___ TEXTO PARA LEITURA ___

Brasil - Brasil de Fato - [Aline
Scarso e Eduardo Lima] Segundo pesquisa, regiões da Alta Mogiana e Pontal do
Paranapanema registraram aumento da industrialização do campo e crescimento da
pobreza.
Uma pesquisa de mestrado da
Universidade Estadual Paulista (Unesp) mostrou que existe uma relação entre a
expansão de atividades do agronegócio e o crescimento da pobreza em áreas específicas
do estado de São Paulo. Segundo o estudo, regiões reconhecidas pela força
agroindustrial estão passando por um processo de concentração de renda, de
terras e de pobreza. O levantamento sinaliza ainda que o agronegócio aproveita
a vulnerabilidade das regiões para se instalar e criar raízes. Intitulado São
Paulo Agrário: representações da disputa territorial entre camponeses e
ruralistas de 1988 a 2009, o estudo é do pesquisador do Núcleo de Estudos,
Pesquisas e Projetos de Reforma Agrária (Nera), Tiago Cubas. Ele trabalha com
dados como o Índice de Pobreza Relativa, Índice de Gini e de Concentração de
Riqueza para revelar uma situação de contradição.
Hoje a população rural do estado
é de 1,7 milhões de habitantes, segundo dados do Instituto Brasileiro de
Geografia e Estatística (IBGE). Em 1980 era de 2,9 milhões. De acordo com a
pesquisa, a região do entorno da cidade de Ribeirão Preto, a chamada Califórnia
Brasileira, é uma das que mais aumentaram o abismo econômico entre a população
durante os anos de 1988 a 2009. Situação semelhante também ocorreu no entorno
das cidades de Araraquara e Campinas e nas regiões do Pontal do Parapanema –
principalmente no entorno dos municípios de Presidente Prudente e Araçatuba, e
do Vale do Ribeira, entorno do litoral sul paulista e de Itapetininga. Dos 645
municípios paulistas cadastrados para mapeamento, apenas 228 municípios
conseguiram amenizar a intensidade da pobreza no período pesquisado. No
restante, a miséria aumentou.

___

→ **TAREFAS A REALIZAR**
A: Liste todas as cidades mencionadas no texto sobre agronegócio e pobreza em São Paulo.
B: Diga se cada afirmação abaixo está de acordo com o texto sobre agronegócio e pobreza em São Paulo e cite as palavras do texto que decidem a resposta: (i) em 1980, a população rural do estado era de 2,9 milhões de habitantes; (ii) a maioria dos municípios paulistas conseguiu amenizar a intensidade da pobreza no período pesquisado; (iii) o estudo é uma pesquisa de doutorado.
C: Dê continuidade ao texto sobre agronegócio e pobreza em São Paulo a partir da última frase apresentada.

___ DADOS FORNECIDOS ___

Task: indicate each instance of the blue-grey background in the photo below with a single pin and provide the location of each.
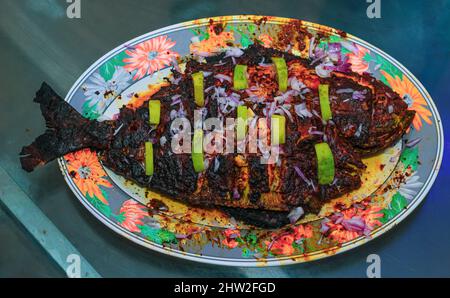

___

→ **LISTA DE RESPOSTAS**
A: Ribeirão Preto, Araraquara, Campinas, Presidente Prudente, Araçatuba, Itapetininga

B:
(i) Sim: "Em 1980 era de 2,9 milhões."
(ii) Não: "Dos 645 municípios paulistas cadastrados para mapeamento, apenas 228 municípios conseguiram amenizar a intensidade da pobreza no período pesquisado."
(iii) Não: "Uma pesquisa de mestrado da Universidade Estadual Paulista (Unesp)"

C:
O autor mostra que as regiões
onde isso ocorreu são espaços do desenvolvimento do agronegócio, especialmente
da monocultura da cana-de-açúcar. É o caso da Região da Alta Mogiana (Ribeirão
Preto, Araraquara e Campinas), onde a cana é preponderante. A área do Pontal do
Parapanema, tradicionalmente reduto da pecuária no estado paulista, também
sofreu com a expansão da monocultura. "Isso pode significar que o
agronegócio escolhe as áreas mais vulneráveis para se instalar e, assim por
diante, acirrar as desigualdades sociais e degradar o meio ambiente",
explica o pesquisador.
Além de terem se tornado mais
desiguais socialmente, essas regiões são as que mais registram conflitos e
assassinatos contra trabalhadores rurais e camponeses. "Quando acoplamos
as análises, a representação da expansão da cultura da cana-de-açúcar no
período mais recente com os outros elementos é possível ver uma relação com
maior incidência de violência", explica Cubas ao Brasil de Fato.
Incentivo dos governos
A cultura da cana-de-açúcar é exercida
em grandes extensões de terra e associada ao trabalho precarizado, à expulsão
de pequenos proprietários rurais e ao conflito com acampados e assentados da
reforma agrária.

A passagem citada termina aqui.